Records Block Start

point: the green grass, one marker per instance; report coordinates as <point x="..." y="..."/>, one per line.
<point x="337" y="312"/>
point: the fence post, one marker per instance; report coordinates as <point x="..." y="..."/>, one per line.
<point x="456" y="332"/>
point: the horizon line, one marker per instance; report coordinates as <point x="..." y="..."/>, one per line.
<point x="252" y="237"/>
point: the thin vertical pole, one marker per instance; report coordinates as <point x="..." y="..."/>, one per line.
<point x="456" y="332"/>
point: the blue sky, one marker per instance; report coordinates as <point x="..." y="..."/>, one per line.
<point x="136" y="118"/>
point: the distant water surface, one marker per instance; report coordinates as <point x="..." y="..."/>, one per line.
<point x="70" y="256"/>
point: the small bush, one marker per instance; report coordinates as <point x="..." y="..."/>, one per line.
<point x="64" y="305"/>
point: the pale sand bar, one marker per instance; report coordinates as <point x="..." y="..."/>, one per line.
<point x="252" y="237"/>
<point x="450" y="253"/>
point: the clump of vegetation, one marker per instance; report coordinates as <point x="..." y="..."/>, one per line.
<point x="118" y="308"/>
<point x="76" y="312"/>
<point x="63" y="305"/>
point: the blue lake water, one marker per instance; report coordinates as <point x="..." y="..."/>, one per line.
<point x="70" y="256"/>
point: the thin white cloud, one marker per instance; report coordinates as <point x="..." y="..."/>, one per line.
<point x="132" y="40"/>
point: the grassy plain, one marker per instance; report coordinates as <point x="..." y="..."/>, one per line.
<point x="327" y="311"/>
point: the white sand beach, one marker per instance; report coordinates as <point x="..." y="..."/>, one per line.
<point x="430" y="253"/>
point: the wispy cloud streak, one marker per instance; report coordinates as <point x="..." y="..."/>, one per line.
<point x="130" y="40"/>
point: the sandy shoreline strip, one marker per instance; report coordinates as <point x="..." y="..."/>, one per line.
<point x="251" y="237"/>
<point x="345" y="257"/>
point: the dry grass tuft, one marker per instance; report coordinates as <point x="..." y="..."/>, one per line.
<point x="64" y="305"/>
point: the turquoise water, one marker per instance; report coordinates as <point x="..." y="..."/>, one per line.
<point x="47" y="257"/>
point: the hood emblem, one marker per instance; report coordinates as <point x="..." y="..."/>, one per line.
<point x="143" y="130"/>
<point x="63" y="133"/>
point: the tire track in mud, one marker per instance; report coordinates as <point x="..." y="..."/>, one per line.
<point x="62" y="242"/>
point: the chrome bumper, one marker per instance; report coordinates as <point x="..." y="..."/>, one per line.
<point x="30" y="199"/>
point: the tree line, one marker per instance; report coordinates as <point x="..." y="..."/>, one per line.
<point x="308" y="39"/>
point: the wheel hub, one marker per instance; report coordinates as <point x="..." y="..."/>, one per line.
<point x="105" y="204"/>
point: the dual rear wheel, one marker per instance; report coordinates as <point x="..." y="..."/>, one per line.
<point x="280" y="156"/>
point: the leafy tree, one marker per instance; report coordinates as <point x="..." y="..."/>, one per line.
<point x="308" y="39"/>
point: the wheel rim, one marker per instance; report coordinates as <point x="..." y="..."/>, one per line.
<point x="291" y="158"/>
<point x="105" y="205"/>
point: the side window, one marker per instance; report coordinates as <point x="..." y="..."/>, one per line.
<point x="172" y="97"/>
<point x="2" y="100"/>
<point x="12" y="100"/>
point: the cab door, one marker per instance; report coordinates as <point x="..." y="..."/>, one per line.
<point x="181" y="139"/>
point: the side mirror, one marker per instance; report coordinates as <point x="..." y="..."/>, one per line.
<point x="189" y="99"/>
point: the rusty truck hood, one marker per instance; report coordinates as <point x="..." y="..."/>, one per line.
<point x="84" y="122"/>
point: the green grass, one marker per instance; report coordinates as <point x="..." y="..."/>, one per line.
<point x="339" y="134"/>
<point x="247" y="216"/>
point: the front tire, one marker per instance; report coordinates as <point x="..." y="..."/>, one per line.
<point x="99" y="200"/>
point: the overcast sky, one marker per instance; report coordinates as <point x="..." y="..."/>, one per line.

Records Block End

▸ Work order
Return the data in its entirety, exactly as given.

▸ Answer to the exercise
point: the green grass, one marker per instance; report coordinates as <point x="..." y="..."/>, one per line.
<point x="337" y="312"/>
point: the fence post, one marker per instance; report coordinates as <point x="..." y="..."/>, one per line.
<point x="456" y="332"/>
point: the horizon line, one marker per instance; report coordinates as <point x="..." y="..."/>, one per line.
<point x="252" y="237"/>
point: the thin vertical pole, one marker per instance; report coordinates as <point x="..." y="..."/>, one per line.
<point x="456" y="332"/>
point: the blue sky, one marker per instance; report coordinates as <point x="..." y="..."/>, one per line.
<point x="136" y="118"/>
point: the distant water surface, one marker per instance; report coordinates as <point x="..." y="..."/>, one per line.
<point x="70" y="256"/>
point: the small bush, one marker per instance; report coordinates as <point x="..." y="..."/>, one per line.
<point x="64" y="305"/>
point: the pale sand bar, one marker per instance; report coordinates as <point x="..." y="..."/>, one per line.
<point x="252" y="237"/>
<point x="450" y="253"/>
point: the clump of vegetation, one marker per instance; report coordinates as <point x="..." y="..."/>, one per line.
<point x="118" y="308"/>
<point x="76" y="312"/>
<point x="63" y="305"/>
point: the blue lake water, one marker per instance; report coordinates as <point x="..." y="..."/>, one per line.
<point x="70" y="256"/>
point: the thin white cloud, one marker per instance; report coordinates as <point x="..." y="..."/>, one per line.
<point x="132" y="40"/>
point: the grassy plain, one marker per instance; report coordinates as <point x="..." y="..."/>, one per line.
<point x="327" y="311"/>
point: the white sand beach, one marker per instance; report coordinates as <point x="..." y="..."/>, one per line.
<point x="430" y="253"/>
point: the wispy cloud streak, one marker per instance; report coordinates as <point x="..." y="..."/>, one per line.
<point x="130" y="40"/>
point: the sandy shoreline strip, one marker per instance; report coordinates as <point x="..." y="..."/>, one per line.
<point x="251" y="237"/>
<point x="345" y="257"/>
point: the dry grass tuft, one marker per instance; report coordinates as <point x="..." y="..."/>, one per line.
<point x="64" y="305"/>
point: the turquoise water, one marker per instance; report coordinates as <point x="..." y="..."/>, one per line.
<point x="47" y="257"/>
point: the hood emblem, one marker per instance; report coordinates as <point x="..." y="..."/>, one per line.
<point x="143" y="130"/>
<point x="63" y="133"/>
point: the tire track in mud, one marker per instance; report coordinates as <point x="..." y="..."/>, one per line.
<point x="62" y="242"/>
point: the chrome bumper, one marker per instance; report coordinates as <point x="..." y="..."/>, one per line.
<point x="30" y="199"/>
point: the tree line, one marker per instance; report coordinates as <point x="..." y="..."/>, one per line.
<point x="308" y="39"/>
point: the wheel hub, one marker per instance; report coordinates as <point x="..." y="..."/>, one per line.
<point x="105" y="204"/>
point: the dual rear wheel, one marker per instance; report coordinates as <point x="..." y="..."/>, one per line.
<point x="280" y="156"/>
point: the leafy tree, one marker per instance; report coordinates as <point x="..." y="..."/>, one per line.
<point x="308" y="39"/>
point: the wheel rim, one marker per instance; report coordinates as <point x="..." y="..."/>, one per line.
<point x="291" y="158"/>
<point x="105" y="205"/>
point: the side window, one marker per instance; report coordinates as <point x="..." y="..."/>, one per line.
<point x="172" y="97"/>
<point x="2" y="100"/>
<point x="12" y="100"/>
point: the cab door, one marker per instance; report coordinates as <point x="..." y="..."/>, one per line.
<point x="181" y="139"/>
point: the side mirror, one marker per instance; report coordinates as <point x="..." y="..."/>, one per line.
<point x="189" y="99"/>
point: the rusty truck hood, one marker per instance; report coordinates as <point x="..." y="..."/>, one per line.
<point x="84" y="122"/>
point: the green grass, one marker per instance; report coordinates as <point x="..." y="..."/>, one per line.
<point x="339" y="134"/>
<point x="247" y="216"/>
point: the front tire, one marker per instance; report coordinates as <point x="..." y="..."/>, one per line.
<point x="99" y="200"/>
point: the overcast sky, one marker per instance; report coordinates as <point x="..." y="..."/>, one per line.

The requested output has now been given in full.